* [What is expected]
Set each entry down exactly as written.
*** Available records Section Begins ***
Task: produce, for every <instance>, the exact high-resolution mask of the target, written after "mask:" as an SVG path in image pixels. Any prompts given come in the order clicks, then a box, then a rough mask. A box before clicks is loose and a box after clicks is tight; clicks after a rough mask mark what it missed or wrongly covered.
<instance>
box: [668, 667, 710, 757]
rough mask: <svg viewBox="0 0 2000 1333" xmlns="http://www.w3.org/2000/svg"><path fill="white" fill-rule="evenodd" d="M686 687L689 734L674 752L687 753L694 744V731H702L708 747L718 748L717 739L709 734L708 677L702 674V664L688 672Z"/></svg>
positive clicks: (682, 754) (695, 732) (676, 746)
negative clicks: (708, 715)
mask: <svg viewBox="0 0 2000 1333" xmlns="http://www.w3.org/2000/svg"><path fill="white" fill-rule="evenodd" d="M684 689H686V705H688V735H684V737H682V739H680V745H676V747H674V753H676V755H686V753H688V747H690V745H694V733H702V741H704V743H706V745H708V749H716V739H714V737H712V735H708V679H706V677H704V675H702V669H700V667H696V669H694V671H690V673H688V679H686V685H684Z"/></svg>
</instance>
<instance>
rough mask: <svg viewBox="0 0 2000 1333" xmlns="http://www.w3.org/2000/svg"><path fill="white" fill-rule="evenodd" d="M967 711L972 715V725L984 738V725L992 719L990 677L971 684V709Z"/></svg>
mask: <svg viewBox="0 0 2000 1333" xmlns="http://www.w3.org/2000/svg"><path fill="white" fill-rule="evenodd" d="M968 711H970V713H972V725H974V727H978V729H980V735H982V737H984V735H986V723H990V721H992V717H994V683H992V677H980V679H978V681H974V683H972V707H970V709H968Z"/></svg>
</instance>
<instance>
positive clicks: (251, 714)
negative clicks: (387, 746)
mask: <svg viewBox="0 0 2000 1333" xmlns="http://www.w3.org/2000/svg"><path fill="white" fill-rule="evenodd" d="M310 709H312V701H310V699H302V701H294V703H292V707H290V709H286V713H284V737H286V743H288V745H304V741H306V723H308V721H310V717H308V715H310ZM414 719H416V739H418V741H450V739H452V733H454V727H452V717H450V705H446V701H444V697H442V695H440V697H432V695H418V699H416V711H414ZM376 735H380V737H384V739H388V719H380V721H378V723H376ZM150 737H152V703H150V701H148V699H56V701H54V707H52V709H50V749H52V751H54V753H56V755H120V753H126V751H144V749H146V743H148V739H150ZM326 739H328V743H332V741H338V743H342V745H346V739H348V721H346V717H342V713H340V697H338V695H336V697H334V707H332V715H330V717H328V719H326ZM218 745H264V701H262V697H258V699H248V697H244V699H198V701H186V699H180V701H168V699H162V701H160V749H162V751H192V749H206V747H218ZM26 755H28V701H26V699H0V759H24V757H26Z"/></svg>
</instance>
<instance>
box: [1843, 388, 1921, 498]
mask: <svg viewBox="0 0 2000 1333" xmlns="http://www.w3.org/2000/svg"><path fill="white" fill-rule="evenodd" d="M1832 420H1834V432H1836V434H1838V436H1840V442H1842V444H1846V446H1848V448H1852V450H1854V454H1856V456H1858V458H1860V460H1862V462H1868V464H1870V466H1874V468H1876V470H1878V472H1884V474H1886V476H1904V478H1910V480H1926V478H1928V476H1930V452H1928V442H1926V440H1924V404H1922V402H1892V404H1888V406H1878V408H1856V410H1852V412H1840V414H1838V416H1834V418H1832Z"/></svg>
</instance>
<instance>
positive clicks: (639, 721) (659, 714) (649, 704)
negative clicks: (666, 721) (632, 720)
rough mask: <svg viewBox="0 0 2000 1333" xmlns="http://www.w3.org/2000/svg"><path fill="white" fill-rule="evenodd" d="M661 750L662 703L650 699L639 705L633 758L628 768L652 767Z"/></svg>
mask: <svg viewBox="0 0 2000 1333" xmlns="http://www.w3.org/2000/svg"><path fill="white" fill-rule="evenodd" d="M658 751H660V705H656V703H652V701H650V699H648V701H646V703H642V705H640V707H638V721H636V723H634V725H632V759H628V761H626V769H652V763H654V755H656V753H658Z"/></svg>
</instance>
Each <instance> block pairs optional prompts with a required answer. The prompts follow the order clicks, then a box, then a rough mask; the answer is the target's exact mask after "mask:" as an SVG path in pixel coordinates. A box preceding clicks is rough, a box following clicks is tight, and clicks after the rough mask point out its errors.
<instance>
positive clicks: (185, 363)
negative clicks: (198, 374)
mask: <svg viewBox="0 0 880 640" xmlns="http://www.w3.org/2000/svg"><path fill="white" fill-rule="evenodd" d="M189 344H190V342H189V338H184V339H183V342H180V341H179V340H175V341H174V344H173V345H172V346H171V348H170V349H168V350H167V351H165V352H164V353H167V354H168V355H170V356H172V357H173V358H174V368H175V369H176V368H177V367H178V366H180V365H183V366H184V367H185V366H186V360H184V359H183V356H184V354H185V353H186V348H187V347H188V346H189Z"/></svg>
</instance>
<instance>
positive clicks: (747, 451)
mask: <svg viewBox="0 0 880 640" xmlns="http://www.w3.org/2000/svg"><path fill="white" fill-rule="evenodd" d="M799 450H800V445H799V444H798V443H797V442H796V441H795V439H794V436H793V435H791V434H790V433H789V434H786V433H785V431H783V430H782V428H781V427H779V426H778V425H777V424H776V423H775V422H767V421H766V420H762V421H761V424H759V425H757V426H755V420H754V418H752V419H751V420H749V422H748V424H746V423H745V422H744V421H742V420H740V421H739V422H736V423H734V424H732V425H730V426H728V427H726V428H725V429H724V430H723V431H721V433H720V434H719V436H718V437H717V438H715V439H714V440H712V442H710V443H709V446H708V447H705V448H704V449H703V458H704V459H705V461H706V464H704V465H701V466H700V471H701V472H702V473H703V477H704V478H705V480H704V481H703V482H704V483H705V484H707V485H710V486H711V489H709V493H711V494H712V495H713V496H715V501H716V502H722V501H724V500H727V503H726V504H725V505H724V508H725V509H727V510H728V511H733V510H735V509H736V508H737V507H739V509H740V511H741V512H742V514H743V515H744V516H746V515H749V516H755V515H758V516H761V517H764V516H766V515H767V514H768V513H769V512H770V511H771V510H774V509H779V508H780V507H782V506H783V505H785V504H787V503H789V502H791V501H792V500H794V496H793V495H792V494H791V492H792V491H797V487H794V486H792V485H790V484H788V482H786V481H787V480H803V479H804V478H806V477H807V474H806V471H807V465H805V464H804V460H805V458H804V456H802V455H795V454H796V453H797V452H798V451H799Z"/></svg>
*** Available records Section Ends ***
* [Result of this exercise]
Task: produce, for every <instance>, the exact high-resolution mask of the target, written after "mask:" as an SVG path in image pixels. Any prompts given come in the order clicks, then a box, then a rough mask. A box before clicks is loose and a box after clicks is tight; clicks after a rough mask mark what it missed or wrongly covered.
<instance>
box: [668, 667, 710, 757]
rough mask: <svg viewBox="0 0 2000 1333" xmlns="http://www.w3.org/2000/svg"><path fill="white" fill-rule="evenodd" d="M686 687L689 734L674 752L687 753L694 744V731H702L708 747L718 748L717 739L709 734L708 677L702 674V664L688 672Z"/></svg>
positive clicks: (682, 754) (695, 732) (676, 746)
negative clicks: (708, 715)
mask: <svg viewBox="0 0 2000 1333" xmlns="http://www.w3.org/2000/svg"><path fill="white" fill-rule="evenodd" d="M684 689H686V705H688V735H684V737H682V739H680V745H676V747H674V753H676V755H686V753H688V747H690V745H694V733H702V741H704V743H706V745H708V749H716V739H714V737H712V735H708V679H706V677H704V675H702V669H700V667H696V669H694V671H690V673H688V679H686V685H684Z"/></svg>
</instance>
<instance>
rough mask: <svg viewBox="0 0 2000 1333" xmlns="http://www.w3.org/2000/svg"><path fill="white" fill-rule="evenodd" d="M967 711L972 715V725L984 738V725L992 719L990 677L971 684V709Z"/></svg>
mask: <svg viewBox="0 0 2000 1333" xmlns="http://www.w3.org/2000/svg"><path fill="white" fill-rule="evenodd" d="M968 711H970V713H972V725H974V727H978V729H980V735H982V737H984V735H986V723H990V721H992V717H994V683H992V677H980V679H978V681H974V683H972V707H970V709H968Z"/></svg>
</instance>
<instance>
positive clicks: (251, 714)
negative clicks: (387, 746)
mask: <svg viewBox="0 0 2000 1333" xmlns="http://www.w3.org/2000/svg"><path fill="white" fill-rule="evenodd" d="M310 709H312V701H310V699H302V701H294V703H292V707H290V709H286V713H284V737H286V743H288V745H304V741H306V723H308V721H310V717H308V715H310ZM414 719H416V739H418V741H450V739H452V733H454V727H452V717H450V705H446V701H444V697H442V695H440V697H432V695H418V699H416V711H414ZM376 735H380V737H384V739H388V719H380V721H378V723H376ZM150 737H152V703H150V701H148V699H56V701H54V707H52V709H50V749H52V751H54V753H56V755H120V753H126V751H144V749H146V743H148V739H150ZM326 739H328V743H332V741H338V743H342V745H346V739H348V721H346V717H342V713H340V697H338V695H336V697H334V707H332V715H330V717H328V719H326ZM218 745H264V701H262V697H258V699H248V697H244V699H198V701H186V699H180V701H168V699H162V701H160V749H162V751H192V749H206V747H218ZM26 755H28V701H26V699H0V759H24V757H26Z"/></svg>
</instance>
<instance>
box: [1843, 388, 1921, 498]
mask: <svg viewBox="0 0 2000 1333" xmlns="http://www.w3.org/2000/svg"><path fill="white" fill-rule="evenodd" d="M1832 420H1834V432H1836V434H1838V436H1840V442H1842V444H1846V446H1848V448H1852V450H1854V454H1856V456H1858V458H1860V460H1862V462H1868V464H1870V466H1874V468H1876V470H1878V472H1884V474H1886V476H1904V478H1910V480H1926V478H1928V476H1930V452H1928V442H1926V440H1924V404H1922V402H1892V404H1888V406H1878V408H1856V410H1852V412H1840V414H1838V416H1834V418H1832Z"/></svg>
</instance>
<instance>
positive clicks: (639, 721) (659, 714) (649, 704)
negative clicks: (666, 721) (632, 720)
rough mask: <svg viewBox="0 0 2000 1333" xmlns="http://www.w3.org/2000/svg"><path fill="white" fill-rule="evenodd" d="M661 750L662 703L650 699L639 705L633 758L628 768L652 767Z"/></svg>
mask: <svg viewBox="0 0 2000 1333" xmlns="http://www.w3.org/2000/svg"><path fill="white" fill-rule="evenodd" d="M658 751H660V705H656V703H652V701H650V699H648V701H646V703H642V705H640V707H638V721H636V723H634V725H632V759H628V761H626V769H652V763H654V755H656V753H658Z"/></svg>
</instance>
Each <instance> block pairs optional prompts with a required answer. The prompts follow the order clicks, then a box, then a rough mask; the answer is the target's exact mask after "mask:" as an SVG path in pixel coordinates. A box preceding clicks is rough, a box following clicks is tight, and clicks after the rough mask point out its errors.
<instance>
positive clicks: (185, 363)
negative clicks: (198, 374)
mask: <svg viewBox="0 0 880 640" xmlns="http://www.w3.org/2000/svg"><path fill="white" fill-rule="evenodd" d="M189 344H190V342H189V338H184V339H183V342H180V341H179V340H175V341H174V344H173V345H172V346H171V348H170V349H168V350H167V351H165V352H164V353H167V354H168V355H170V356H172V357H173V358H174V368H175V369H176V368H177V367H178V366H180V365H183V366H184V367H185V366H186V360H184V359H183V356H184V354H185V353H186V348H187V347H188V346H189Z"/></svg>
</instance>
<instance>
positive clicks: (747, 451)
mask: <svg viewBox="0 0 880 640" xmlns="http://www.w3.org/2000/svg"><path fill="white" fill-rule="evenodd" d="M799 450H800V445H799V444H798V443H797V442H796V441H795V439H794V436H793V435H791V434H790V433H789V434H786V433H785V431H783V430H782V428H781V427H779V426H778V425H777V424H776V423H775V422H767V421H766V420H762V421H761V424H759V425H757V426H755V420H754V418H752V419H751V420H749V422H748V424H746V423H745V422H744V421H742V420H740V421H739V422H736V423H734V424H732V425H730V426H728V427H726V428H725V429H724V430H723V431H721V433H720V434H719V436H718V437H717V438H715V439H714V440H712V442H710V443H709V446H708V447H705V448H704V449H703V458H704V459H705V461H706V464H704V465H701V466H700V471H701V472H702V473H703V477H704V478H705V480H704V481H703V482H704V483H705V484H707V485H710V486H711V489H709V493H711V494H712V495H713V496H715V501H716V502H722V501H724V500H727V503H726V504H725V505H724V508H725V509H727V510H728V511H733V510H735V509H736V508H737V507H739V509H740V511H741V512H742V514H743V515H744V516H746V515H749V516H755V515H758V516H761V517H764V516H766V515H767V514H768V513H769V512H770V511H771V510H774V509H779V508H780V507H782V506H783V505H785V504H787V503H789V502H791V501H792V500H794V496H793V495H792V494H791V492H792V491H797V487H794V486H792V485H790V484H788V482H786V481H787V480H803V479H804V478H806V477H807V474H806V471H807V465H805V464H804V460H805V458H804V456H802V455H795V454H796V453H797V452H798V451H799Z"/></svg>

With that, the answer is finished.